= TO DO =
Set the listing down again in full, word for word, with the pictures left out.

╔══

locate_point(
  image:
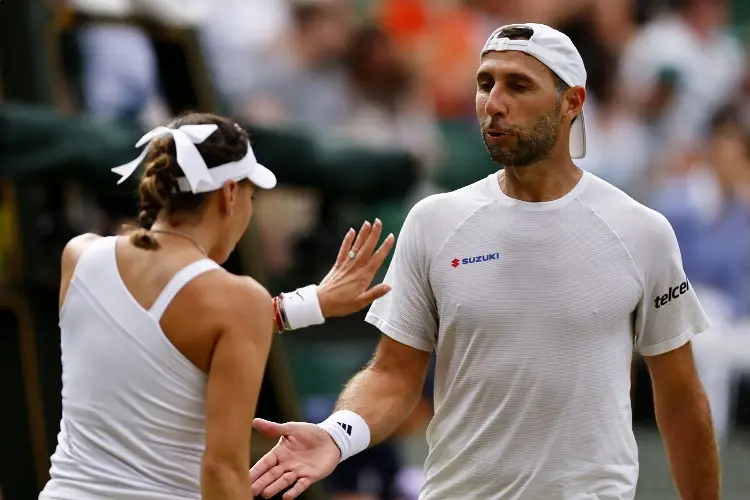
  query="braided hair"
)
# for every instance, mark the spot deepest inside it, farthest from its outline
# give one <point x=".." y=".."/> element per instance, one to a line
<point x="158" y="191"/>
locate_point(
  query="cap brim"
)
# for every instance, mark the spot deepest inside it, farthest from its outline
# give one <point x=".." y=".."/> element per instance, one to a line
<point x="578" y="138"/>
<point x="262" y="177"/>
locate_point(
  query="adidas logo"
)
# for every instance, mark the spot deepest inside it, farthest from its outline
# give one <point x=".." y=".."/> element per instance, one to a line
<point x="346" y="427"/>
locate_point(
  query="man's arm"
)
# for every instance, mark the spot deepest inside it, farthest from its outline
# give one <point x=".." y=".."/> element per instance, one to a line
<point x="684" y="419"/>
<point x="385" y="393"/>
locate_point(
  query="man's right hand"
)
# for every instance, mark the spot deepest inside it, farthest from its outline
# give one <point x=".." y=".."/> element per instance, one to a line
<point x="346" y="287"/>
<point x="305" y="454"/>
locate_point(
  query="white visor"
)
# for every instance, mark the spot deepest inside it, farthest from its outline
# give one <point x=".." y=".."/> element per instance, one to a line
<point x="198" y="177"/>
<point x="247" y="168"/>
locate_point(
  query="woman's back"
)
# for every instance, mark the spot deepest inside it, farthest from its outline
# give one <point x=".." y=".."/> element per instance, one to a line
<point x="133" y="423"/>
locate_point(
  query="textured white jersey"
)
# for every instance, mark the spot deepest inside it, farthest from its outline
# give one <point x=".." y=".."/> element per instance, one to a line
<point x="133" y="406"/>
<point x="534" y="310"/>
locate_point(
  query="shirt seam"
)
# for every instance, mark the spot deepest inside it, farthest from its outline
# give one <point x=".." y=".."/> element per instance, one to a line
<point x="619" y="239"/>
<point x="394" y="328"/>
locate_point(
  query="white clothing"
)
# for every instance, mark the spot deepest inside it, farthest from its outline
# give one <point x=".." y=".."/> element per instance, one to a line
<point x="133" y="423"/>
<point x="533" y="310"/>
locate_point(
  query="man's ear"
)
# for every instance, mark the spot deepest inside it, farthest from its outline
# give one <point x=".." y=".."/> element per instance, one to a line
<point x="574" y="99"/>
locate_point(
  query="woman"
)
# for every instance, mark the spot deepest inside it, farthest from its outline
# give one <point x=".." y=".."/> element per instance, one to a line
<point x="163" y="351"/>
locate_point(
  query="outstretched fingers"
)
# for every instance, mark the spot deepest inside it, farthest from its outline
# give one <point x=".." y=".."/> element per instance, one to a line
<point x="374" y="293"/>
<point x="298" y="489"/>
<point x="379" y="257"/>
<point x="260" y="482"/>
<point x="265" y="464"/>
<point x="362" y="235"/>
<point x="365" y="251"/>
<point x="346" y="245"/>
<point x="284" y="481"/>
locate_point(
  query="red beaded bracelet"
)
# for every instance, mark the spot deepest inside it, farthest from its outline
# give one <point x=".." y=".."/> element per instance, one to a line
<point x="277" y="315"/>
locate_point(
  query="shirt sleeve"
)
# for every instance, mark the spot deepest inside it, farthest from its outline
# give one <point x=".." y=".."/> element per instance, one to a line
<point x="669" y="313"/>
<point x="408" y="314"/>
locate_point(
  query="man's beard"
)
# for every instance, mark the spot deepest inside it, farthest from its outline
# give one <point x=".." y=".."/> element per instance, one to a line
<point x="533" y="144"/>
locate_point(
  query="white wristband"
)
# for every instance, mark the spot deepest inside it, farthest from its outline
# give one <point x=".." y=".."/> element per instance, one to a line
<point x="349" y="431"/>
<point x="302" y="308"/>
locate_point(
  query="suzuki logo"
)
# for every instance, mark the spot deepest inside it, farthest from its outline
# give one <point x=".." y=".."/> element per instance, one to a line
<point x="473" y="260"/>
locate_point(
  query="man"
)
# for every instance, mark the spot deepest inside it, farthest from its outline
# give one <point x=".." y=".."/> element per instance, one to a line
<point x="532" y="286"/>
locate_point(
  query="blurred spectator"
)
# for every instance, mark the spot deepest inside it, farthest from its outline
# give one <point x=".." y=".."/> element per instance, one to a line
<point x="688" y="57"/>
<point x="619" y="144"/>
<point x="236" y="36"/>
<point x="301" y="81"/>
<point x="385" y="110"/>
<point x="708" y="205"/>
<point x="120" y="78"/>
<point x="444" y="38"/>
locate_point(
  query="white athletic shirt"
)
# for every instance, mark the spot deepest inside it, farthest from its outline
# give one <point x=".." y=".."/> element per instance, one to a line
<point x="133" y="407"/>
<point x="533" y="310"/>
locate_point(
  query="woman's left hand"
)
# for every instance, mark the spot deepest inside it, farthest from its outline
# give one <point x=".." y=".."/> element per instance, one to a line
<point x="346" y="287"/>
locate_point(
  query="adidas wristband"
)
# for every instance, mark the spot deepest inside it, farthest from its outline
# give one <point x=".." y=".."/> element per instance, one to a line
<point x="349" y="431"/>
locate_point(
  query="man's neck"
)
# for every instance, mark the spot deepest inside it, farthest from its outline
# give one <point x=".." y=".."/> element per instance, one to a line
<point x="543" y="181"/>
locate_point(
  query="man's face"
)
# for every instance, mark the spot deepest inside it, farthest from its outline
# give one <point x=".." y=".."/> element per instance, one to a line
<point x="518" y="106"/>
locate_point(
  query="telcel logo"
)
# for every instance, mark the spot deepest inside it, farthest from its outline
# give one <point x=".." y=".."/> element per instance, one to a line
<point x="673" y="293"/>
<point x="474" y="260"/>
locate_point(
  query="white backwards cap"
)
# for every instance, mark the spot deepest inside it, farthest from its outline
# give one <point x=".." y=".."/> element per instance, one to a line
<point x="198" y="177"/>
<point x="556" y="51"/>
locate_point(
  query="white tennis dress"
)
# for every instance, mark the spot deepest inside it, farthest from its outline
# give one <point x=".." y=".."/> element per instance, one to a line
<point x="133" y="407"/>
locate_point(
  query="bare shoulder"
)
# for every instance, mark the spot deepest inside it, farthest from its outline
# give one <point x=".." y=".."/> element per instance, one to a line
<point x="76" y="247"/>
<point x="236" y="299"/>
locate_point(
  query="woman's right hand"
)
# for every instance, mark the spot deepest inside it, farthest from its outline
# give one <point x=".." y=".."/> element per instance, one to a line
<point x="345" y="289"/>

╚══

= SOLUTION =
locate_point(
  image:
  query="braided hair"
)
# for every instance, mark the spot deepest inside it, farthest from its outline
# give one <point x=".." y=".."/> element per instance, one to a line
<point x="158" y="191"/>
locate_point(
  query="cap brim"
)
# for every instance, mark the spot deepest inside it, farthest from its outline
# give one <point x=".." y=".."/> element per instance, one to a line
<point x="578" y="138"/>
<point x="262" y="177"/>
locate_point(
  query="adidas logo"
)
# for every instance, mark the spot deepest inside it, farthest from its outline
# give one <point x=".." y=".."/> element per instance, one to a line
<point x="346" y="427"/>
locate_point(
  query="man's arm"
)
# for every instance, mark the spot deepest inside it, farthest from its outline
# give one <point x=".." y=".."/> element per instance, one to a line
<point x="684" y="419"/>
<point x="385" y="393"/>
locate_point(
  query="man's right hand"
)
# for every instance, mark the spot deepest inside it, farthest from its outline
# give one <point x=".." y=".."/> element per instance, one to a line
<point x="346" y="287"/>
<point x="305" y="454"/>
locate_point(
  query="white visor"
)
# for every instance, mark the spot deepest inside it, farthest from its outline
# give one <point x=".." y=".."/> element per instance, one to a line
<point x="198" y="177"/>
<point x="247" y="168"/>
locate_point(
  query="woman's back"
)
# for every instance, mark the spot deepest inside it, farthest from its outline
# give one <point x=".." y=".."/> element per instance, one to a line
<point x="133" y="423"/>
locate_point(
  query="textured white jersey"
)
# for every instance, mark the spot deepest inside it, farthest from its outline
# give one <point x=".." y=".."/> element per instance, one to a line
<point x="133" y="406"/>
<point x="534" y="310"/>
locate_point(
  query="shirt seam"
)
# for every instance, mark the spot deepest inside it, farthest from its outline
# give one <point x=".." y=".."/> element per instance, one to a line
<point x="619" y="239"/>
<point x="394" y="328"/>
locate_point(
  query="white clothing"
)
# for every instance, mark the spot deepest inside it, farthest from its outline
# give one <point x=".." y=".."/> element per instance, one to a line
<point x="133" y="423"/>
<point x="533" y="310"/>
locate_point(
  query="man's ear"
)
# for every instance, mark the spot deepest inside it, farthest from its outline
# give one <point x=".." y=".."/> element per instance, one to a line
<point x="574" y="99"/>
locate_point(
  query="woman"
)
# for every instance, mark the spot deepest inside it, farthest from its outline
# give one <point x=".." y=".."/> element per instance, one to a line
<point x="163" y="351"/>
locate_point(
  query="outstretched fingers"
)
# for every instance, mark the spot deepest inside it, farthest from its outline
# give one <point x=".." y=".."/> element per instance, one to a line
<point x="374" y="293"/>
<point x="298" y="489"/>
<point x="379" y="257"/>
<point x="260" y="482"/>
<point x="265" y="464"/>
<point x="362" y="235"/>
<point x="365" y="251"/>
<point x="346" y="245"/>
<point x="284" y="481"/>
locate_point(
  query="red beaded bracelet"
)
# for every instance, mark the spot deepest inside it, farthest from its outline
# give one <point x=".." y=".."/> element per instance, one to a line
<point x="277" y="315"/>
locate_point(
  query="shirt sleeve"
)
# for every instance, mark the spot deepest inside it, farthest from its outline
# give one <point x=".." y=".."/> element per instance, one to a line
<point x="669" y="313"/>
<point x="408" y="314"/>
locate_point(
  query="man's beard"
)
# for every instance, mark the spot deepest inside it, farthest from its outline
# give one <point x=".." y=".."/> element per instance, one to a line
<point x="533" y="144"/>
locate_point(
  query="white wristband"
)
# for every instance, mark the spot deepest inside it, farthest from its outline
# give one <point x=".." y=".."/> element per instance, one to a line
<point x="349" y="431"/>
<point x="302" y="308"/>
locate_point(
  query="suzuki logo"
)
# for every instance, mark the spot deepest inside it, farthest from its outline
# give one <point x=".." y=".."/> element per instance, one to a line
<point x="473" y="260"/>
locate_point(
  query="man"
)
# for every instance, mark the spot deepest inside it, farthest from its outline
# give one <point x=".." y=".."/> element per instance, one to a line
<point x="532" y="286"/>
locate_point(
  query="blurred spectator"
)
# for every instance, mark the spot deepest inside it, farthest from its outline
# give one <point x=".." y=".."/> element per instance, one to a line
<point x="688" y="57"/>
<point x="619" y="144"/>
<point x="236" y="36"/>
<point x="301" y="81"/>
<point x="385" y="110"/>
<point x="708" y="205"/>
<point x="120" y="78"/>
<point x="444" y="38"/>
locate_point(
  query="white athletic shirt"
)
# for every instance, mark the spot deepest inside it, farthest from its outline
# give one <point x=".." y=".."/> element per instance, one to a line
<point x="133" y="407"/>
<point x="533" y="310"/>
locate_point(
  query="woman's left hand"
)
# for every instance, mark the spot deepest inside it, farthest from its outline
# give one <point x=".." y=".."/> element per instance, one to a line
<point x="346" y="287"/>
locate_point(
  query="adidas wristband"
)
# for every instance, mark the spot deepest inside it, farthest from its outline
# give one <point x=".." y=".."/> element per instance, one to a line
<point x="349" y="431"/>
locate_point(
  query="man's neck"
)
# for every instance, mark the spot deepest inside it, farthest from its outline
# give one <point x=".." y=".."/> element per instance, one to a line
<point x="543" y="181"/>
locate_point(
  query="man's face"
)
# for every instance, mark the spot deepest inside it, farthest from its outline
# give one <point x=".." y=".."/> element per instance, one to a line
<point x="518" y="106"/>
locate_point(
  query="telcel logo"
)
# for every instance, mark the spot deepest inside it, farthest from its outline
# give one <point x=".." y=".."/> element per instance, one to a line
<point x="673" y="293"/>
<point x="474" y="260"/>
locate_point(
  query="white backwards cap"
)
# for every instance, mark the spot deepest inside it, farthest from its outline
# give one <point x=".." y=".."/> element per instance, one to a line
<point x="198" y="177"/>
<point x="556" y="51"/>
locate_point(
  query="white tennis dress"
)
# for every instance, mark the spot deepest inside it, farthest from its outline
# give one <point x=".." y=".."/> element per instance, one to a line
<point x="133" y="407"/>
locate_point(
  query="bare shoulder"
)
# for every instance, mark the spot deepest inside it, farthest from its outline
# give one <point x=".." y=".."/> element per instance, one to a line
<point x="76" y="247"/>
<point x="236" y="299"/>
locate_point(
  query="woman's right hand"
)
# for every instance, mark the spot deepest inside it, farthest from its outline
# give one <point x=".." y=".."/> element per instance, one to a line
<point x="345" y="289"/>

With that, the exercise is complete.